What the task asks: Identify each line in the data that contains the word "dark" and copy those lines. Case counts.

Input records:
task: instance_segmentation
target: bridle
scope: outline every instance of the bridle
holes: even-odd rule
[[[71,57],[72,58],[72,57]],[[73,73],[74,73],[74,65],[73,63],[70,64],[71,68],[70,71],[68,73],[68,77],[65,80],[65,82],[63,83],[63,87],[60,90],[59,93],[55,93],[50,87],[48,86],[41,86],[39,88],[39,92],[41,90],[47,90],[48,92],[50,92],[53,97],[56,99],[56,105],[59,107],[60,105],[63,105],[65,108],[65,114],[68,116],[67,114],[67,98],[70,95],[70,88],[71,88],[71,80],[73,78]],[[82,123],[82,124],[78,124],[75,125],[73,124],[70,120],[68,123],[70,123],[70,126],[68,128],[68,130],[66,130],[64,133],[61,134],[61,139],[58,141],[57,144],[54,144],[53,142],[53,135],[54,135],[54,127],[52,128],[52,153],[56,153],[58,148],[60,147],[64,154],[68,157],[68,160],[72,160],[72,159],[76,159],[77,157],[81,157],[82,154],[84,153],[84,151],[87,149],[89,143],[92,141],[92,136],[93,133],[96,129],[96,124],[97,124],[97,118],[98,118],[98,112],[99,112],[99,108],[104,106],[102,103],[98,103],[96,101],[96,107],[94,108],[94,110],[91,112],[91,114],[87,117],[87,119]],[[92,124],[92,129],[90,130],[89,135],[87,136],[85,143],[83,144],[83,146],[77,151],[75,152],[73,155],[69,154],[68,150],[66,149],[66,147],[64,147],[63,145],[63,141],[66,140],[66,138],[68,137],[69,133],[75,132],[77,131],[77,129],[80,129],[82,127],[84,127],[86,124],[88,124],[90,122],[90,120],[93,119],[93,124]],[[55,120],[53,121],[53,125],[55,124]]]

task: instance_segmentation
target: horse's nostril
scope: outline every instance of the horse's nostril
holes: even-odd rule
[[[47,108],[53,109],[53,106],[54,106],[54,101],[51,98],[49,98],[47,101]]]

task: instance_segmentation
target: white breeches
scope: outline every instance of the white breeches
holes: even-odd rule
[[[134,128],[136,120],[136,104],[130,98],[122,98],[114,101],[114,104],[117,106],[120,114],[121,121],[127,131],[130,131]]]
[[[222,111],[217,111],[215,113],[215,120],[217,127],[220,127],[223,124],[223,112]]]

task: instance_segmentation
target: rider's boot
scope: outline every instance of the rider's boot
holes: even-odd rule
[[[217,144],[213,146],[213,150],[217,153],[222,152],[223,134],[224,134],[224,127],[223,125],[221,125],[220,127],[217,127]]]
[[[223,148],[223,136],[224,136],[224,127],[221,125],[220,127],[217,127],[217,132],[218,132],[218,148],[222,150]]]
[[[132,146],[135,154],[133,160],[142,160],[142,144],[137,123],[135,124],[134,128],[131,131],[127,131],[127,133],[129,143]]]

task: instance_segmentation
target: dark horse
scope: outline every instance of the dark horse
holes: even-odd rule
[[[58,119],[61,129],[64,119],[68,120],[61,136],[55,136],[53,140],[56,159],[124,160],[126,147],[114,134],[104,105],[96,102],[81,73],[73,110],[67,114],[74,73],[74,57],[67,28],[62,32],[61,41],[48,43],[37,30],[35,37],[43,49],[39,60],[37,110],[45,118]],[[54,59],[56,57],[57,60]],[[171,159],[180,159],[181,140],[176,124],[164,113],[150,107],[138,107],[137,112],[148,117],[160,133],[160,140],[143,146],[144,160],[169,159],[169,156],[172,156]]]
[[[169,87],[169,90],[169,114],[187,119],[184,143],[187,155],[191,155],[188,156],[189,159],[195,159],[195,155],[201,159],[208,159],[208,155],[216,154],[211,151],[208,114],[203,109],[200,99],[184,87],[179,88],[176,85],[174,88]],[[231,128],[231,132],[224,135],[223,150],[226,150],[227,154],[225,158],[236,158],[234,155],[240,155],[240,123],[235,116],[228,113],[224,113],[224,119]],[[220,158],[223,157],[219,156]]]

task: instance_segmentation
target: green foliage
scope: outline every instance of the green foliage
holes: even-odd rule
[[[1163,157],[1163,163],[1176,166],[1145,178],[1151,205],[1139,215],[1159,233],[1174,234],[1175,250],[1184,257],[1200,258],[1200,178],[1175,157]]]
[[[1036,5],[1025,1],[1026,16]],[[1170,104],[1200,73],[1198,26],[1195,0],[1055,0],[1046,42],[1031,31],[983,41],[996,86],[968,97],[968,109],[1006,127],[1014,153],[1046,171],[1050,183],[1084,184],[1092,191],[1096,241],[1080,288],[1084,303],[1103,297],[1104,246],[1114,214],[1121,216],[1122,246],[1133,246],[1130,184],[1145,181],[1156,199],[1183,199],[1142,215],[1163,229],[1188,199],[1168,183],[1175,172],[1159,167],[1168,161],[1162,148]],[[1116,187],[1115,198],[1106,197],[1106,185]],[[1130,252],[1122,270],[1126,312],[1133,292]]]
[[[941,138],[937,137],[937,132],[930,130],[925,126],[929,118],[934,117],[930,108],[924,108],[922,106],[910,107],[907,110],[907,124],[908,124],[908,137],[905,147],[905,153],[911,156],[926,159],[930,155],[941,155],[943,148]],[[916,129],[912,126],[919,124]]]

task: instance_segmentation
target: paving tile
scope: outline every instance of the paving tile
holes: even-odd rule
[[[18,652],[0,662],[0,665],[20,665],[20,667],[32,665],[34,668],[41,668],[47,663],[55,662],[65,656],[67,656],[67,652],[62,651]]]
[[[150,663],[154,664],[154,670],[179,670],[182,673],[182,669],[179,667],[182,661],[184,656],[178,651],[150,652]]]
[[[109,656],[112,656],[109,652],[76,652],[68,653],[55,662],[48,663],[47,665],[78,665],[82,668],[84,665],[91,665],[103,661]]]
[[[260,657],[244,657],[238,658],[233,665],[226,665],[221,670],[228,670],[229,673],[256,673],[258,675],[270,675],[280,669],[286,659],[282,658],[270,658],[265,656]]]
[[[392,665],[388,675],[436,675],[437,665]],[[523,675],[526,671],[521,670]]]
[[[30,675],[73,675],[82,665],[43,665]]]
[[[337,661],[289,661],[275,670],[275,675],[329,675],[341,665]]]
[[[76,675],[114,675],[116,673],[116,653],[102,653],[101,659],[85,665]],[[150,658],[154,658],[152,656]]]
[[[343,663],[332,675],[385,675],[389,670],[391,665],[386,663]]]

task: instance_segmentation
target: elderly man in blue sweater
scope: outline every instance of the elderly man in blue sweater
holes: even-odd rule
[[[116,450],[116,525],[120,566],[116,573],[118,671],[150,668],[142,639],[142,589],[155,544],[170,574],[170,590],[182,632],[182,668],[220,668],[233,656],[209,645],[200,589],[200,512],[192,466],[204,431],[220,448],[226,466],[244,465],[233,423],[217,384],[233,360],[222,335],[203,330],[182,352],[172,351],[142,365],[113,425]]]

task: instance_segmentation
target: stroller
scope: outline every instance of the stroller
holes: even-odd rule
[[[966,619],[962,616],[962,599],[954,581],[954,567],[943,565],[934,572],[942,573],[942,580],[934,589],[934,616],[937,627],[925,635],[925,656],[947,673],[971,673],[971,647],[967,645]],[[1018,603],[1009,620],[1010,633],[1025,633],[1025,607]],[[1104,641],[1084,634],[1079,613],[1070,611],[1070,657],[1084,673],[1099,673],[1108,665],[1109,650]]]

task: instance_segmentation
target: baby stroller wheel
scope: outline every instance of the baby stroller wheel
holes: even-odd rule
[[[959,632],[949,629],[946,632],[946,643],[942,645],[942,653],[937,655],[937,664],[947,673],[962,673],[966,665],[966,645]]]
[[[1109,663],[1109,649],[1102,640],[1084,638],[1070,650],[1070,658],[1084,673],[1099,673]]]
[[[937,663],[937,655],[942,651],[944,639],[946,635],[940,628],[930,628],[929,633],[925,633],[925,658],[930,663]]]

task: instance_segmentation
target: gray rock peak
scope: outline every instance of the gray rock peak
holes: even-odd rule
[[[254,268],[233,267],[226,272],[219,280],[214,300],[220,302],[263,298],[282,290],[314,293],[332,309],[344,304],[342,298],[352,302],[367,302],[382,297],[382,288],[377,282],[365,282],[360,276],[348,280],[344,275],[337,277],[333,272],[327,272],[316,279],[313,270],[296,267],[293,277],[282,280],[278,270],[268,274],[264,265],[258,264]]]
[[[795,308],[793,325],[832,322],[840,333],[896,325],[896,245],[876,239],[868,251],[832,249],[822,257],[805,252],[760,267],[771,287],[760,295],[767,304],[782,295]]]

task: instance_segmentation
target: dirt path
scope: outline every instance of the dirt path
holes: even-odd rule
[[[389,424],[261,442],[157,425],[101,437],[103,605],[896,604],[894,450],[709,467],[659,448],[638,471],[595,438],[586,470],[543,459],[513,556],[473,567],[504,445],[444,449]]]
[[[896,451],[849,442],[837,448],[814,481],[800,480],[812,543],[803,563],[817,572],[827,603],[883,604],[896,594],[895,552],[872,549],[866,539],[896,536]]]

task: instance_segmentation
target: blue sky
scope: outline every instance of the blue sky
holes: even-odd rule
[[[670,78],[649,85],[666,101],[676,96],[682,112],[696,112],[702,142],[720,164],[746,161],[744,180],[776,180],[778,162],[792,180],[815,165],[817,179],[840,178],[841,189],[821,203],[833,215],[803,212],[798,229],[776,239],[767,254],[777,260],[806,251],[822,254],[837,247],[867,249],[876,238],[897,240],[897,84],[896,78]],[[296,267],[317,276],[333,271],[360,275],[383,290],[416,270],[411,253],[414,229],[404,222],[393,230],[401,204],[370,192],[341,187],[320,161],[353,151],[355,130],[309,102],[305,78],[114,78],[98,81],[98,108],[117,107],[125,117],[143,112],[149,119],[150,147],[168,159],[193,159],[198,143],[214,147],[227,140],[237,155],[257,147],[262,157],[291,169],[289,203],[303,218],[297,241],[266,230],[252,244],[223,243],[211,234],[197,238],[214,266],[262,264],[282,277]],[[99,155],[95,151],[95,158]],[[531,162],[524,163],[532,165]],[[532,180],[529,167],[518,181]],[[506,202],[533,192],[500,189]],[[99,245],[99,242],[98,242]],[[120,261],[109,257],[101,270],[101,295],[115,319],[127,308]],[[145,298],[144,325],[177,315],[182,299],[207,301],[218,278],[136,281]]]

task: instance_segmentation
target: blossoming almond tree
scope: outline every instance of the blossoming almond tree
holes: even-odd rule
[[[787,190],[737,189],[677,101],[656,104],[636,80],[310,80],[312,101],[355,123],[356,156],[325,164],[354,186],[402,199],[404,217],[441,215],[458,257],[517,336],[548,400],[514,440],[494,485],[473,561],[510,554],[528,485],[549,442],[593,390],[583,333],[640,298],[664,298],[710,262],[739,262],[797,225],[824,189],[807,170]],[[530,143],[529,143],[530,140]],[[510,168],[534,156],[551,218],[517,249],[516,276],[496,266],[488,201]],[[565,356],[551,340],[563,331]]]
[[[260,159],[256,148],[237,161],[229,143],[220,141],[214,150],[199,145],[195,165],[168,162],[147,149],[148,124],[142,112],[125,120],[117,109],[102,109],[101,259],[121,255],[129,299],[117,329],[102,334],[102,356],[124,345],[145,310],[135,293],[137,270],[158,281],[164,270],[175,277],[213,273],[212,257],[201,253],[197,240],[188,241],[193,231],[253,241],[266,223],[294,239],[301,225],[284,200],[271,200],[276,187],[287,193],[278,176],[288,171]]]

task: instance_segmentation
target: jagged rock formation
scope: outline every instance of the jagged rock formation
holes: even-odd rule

Result for this task:
target: dark horse
scope: outline every instance of the dark horse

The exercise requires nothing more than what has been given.